• _What you should do_
Each line from the one holding "Drop a pin on the gray" to the last line below must be written out exactly, with no other output.

[Point-per-instance localization data]
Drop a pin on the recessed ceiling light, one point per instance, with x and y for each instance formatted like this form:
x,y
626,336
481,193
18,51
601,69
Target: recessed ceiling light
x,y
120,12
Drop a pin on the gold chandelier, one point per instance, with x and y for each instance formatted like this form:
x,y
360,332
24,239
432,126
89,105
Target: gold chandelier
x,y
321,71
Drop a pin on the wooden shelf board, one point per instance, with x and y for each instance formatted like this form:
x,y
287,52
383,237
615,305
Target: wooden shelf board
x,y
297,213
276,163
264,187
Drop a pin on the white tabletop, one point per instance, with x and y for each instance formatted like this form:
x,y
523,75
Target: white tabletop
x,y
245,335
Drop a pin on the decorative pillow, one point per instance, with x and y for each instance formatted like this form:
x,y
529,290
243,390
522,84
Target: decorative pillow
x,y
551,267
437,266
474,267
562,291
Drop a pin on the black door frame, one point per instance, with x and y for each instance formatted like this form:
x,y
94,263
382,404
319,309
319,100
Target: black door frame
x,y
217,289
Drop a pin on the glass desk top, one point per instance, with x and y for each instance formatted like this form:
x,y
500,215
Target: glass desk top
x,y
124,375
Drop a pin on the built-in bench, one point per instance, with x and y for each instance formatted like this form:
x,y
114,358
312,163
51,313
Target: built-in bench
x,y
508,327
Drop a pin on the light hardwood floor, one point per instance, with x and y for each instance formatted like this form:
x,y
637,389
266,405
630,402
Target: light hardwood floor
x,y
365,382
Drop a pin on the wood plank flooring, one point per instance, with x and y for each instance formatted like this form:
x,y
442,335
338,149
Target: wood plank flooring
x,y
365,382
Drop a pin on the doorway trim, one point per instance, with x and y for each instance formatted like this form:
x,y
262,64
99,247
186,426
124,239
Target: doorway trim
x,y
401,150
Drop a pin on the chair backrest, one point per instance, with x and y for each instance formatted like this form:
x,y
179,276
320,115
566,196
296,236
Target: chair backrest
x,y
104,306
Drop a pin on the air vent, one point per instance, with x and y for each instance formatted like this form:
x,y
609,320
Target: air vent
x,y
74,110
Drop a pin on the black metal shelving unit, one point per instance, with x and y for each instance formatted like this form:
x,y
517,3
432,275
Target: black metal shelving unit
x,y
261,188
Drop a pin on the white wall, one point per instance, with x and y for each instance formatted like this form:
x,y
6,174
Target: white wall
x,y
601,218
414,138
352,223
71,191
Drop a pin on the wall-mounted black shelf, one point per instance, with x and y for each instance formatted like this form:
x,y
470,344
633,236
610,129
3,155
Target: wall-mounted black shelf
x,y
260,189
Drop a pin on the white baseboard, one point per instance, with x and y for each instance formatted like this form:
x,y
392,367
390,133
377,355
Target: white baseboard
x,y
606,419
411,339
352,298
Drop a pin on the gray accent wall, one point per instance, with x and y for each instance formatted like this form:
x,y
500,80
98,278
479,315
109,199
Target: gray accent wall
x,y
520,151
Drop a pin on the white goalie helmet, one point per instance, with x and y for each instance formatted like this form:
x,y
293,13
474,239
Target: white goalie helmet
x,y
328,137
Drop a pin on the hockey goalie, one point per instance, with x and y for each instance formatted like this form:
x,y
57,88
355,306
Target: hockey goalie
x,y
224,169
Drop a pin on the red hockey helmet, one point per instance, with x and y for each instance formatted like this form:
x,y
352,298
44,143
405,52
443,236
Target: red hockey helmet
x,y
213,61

• _Task answer_
Drop a pin on the gray accent wall, one point per instance, with x and y for each instance formatted like this form:
x,y
500,80
98,278
479,315
109,199
Target: gray accent wall
x,y
520,151
Drop a pin on the white goalie helmet, one point per instance, with x and y for each instance formatted like this form:
x,y
293,13
474,239
Target: white goalie helmet
x,y
328,137
Drop a pin on the hockey goalie, one point per instance, with x and y for each instance formatted like this form:
x,y
57,88
355,306
Target: hockey goalie
x,y
224,169
Drop a pin on the red hockey helmet, one point per instance, with x and y for each instance formatted like this form:
x,y
352,298
44,143
405,52
443,236
Target: red hockey helmet
x,y
213,61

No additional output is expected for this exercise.